#### [Task requirements]
Taking the line containing "Target: shrub" as the first and the last line of the entries as the end, reproduce every line between them exactly, including both.

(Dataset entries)
--- START ---
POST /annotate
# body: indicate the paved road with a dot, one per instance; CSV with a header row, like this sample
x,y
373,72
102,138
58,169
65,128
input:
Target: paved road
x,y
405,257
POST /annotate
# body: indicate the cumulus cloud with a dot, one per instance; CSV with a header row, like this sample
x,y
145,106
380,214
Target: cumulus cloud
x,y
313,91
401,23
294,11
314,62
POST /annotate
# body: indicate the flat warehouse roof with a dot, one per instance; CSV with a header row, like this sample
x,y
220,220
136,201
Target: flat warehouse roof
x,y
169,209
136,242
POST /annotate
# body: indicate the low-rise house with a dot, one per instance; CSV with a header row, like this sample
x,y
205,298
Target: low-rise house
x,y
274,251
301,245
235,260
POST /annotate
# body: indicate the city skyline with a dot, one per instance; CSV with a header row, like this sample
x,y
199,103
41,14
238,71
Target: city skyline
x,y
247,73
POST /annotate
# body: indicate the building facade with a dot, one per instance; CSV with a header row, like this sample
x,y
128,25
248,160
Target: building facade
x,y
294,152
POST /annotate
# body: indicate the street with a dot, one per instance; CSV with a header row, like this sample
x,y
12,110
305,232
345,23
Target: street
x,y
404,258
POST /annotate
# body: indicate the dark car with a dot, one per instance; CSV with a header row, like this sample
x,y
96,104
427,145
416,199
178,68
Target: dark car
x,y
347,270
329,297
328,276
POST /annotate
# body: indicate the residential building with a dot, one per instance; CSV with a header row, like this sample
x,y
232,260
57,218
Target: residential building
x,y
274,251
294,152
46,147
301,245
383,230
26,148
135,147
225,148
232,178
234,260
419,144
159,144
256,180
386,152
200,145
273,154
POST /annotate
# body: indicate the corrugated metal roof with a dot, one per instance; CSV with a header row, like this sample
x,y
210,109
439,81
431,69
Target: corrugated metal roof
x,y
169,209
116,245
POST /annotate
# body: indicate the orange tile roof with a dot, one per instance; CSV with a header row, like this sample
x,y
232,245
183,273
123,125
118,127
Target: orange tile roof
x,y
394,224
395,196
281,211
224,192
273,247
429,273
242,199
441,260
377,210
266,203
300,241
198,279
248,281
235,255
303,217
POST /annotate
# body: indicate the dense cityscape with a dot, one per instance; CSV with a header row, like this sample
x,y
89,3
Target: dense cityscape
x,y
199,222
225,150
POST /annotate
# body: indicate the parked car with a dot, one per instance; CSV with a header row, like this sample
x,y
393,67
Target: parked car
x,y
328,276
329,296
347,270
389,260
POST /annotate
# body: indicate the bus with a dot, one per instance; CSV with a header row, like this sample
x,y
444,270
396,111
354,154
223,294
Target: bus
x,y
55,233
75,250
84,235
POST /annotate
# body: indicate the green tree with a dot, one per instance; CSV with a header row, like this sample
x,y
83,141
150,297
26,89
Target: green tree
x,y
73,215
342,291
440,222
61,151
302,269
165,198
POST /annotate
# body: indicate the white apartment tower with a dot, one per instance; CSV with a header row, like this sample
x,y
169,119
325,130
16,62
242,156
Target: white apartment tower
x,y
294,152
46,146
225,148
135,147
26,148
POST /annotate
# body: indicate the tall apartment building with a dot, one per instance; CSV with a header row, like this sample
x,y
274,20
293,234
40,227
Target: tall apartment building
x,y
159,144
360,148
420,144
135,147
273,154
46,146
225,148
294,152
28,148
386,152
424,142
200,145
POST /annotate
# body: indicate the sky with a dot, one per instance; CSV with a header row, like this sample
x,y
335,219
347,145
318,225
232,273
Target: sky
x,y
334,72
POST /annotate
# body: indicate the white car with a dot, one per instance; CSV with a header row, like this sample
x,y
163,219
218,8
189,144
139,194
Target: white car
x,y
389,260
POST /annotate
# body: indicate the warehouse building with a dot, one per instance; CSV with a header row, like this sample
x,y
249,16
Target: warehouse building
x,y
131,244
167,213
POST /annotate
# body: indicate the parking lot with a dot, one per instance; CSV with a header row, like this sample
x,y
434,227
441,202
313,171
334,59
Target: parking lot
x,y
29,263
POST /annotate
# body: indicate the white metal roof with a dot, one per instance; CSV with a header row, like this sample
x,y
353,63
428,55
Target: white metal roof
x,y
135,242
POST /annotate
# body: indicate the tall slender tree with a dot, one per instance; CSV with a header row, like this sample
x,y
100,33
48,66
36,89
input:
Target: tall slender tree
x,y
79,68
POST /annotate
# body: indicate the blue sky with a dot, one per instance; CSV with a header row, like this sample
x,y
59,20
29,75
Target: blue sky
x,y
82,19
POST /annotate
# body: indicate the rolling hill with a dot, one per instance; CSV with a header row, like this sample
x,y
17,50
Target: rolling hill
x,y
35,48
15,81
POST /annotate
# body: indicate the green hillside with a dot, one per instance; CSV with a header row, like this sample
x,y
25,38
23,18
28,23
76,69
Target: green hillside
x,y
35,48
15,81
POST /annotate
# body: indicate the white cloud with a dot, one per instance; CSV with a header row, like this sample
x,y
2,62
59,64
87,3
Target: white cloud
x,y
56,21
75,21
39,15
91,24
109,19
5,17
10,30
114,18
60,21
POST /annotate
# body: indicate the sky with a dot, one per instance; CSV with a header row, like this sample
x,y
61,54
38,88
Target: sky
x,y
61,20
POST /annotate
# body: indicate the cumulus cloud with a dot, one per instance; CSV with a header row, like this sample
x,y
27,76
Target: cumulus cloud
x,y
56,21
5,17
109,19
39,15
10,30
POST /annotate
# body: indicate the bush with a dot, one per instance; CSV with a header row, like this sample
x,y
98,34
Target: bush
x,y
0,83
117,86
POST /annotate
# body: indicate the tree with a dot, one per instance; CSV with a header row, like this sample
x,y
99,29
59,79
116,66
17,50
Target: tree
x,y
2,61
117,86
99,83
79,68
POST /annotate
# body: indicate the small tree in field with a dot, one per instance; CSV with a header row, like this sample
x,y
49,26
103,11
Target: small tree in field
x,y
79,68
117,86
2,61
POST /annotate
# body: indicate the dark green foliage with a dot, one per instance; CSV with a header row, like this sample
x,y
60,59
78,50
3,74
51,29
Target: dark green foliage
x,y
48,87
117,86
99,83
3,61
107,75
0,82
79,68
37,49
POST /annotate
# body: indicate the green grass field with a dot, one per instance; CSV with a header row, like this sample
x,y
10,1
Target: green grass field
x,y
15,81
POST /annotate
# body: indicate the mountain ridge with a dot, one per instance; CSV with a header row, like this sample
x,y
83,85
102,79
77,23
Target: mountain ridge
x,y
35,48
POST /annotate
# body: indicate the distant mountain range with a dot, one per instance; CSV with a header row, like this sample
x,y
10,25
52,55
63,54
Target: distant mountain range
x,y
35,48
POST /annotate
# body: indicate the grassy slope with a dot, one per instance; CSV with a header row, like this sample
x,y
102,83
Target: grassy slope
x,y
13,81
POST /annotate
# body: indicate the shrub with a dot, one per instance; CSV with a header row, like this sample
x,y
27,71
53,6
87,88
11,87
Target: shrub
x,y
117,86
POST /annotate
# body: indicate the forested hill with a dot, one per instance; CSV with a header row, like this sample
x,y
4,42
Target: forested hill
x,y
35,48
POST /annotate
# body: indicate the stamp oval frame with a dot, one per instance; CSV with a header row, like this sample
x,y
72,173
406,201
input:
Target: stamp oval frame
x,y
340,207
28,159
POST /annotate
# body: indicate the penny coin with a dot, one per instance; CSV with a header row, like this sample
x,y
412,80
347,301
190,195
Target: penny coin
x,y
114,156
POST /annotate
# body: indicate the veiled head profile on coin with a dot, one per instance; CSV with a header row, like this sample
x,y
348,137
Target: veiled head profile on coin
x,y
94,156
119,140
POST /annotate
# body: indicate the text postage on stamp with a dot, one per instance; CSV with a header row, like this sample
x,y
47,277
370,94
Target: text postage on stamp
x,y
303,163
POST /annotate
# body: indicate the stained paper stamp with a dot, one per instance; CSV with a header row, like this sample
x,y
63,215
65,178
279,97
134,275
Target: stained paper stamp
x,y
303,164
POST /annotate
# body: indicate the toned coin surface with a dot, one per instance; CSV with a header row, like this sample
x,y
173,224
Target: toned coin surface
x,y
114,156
--- END ---
#### [Exercise response]
Target: shrub
x,y
117,86
POST /annotate
# body: indicate the forested hill with a dot, one per instance; CSV with a header row, like this sample
x,y
4,42
Target: forested hill
x,y
35,48
POST /annotate
# body: indicate the stamp oval frame with a dot, one per instance; CSV with a header row, like this sample
x,y
72,173
406,201
input:
Target: stamp oval frame
x,y
340,207
28,159
POST /annotate
# body: indicate the penny coin with a dot, one per instance; CSV with a header row, like this sample
x,y
412,80
347,301
190,195
Target: penny coin
x,y
114,156
POST /annotate
# body: indicate the veiled head profile on coin with a dot, one per instance; CSV with a header row, like this sample
x,y
348,137
Target: veiled head profile on coin
x,y
94,156
119,140
POST /annotate
# body: indicate the text postage on stamp with a dot, one per instance; CSV with a header row, like this sample
x,y
47,277
370,94
Target: text postage on stamp
x,y
303,163
POST /annotate
# body: indicate the stained paper stamp with a dot, one per instance; CSV with a header row, like this sample
x,y
63,215
65,178
279,97
134,275
Target: stained paper stamp
x,y
303,164
POST /annotate
# body: indicate the toned coin surface with a dot, one per instance; CSV with a header row, like this sample
x,y
173,224
Target: toned coin surface
x,y
114,156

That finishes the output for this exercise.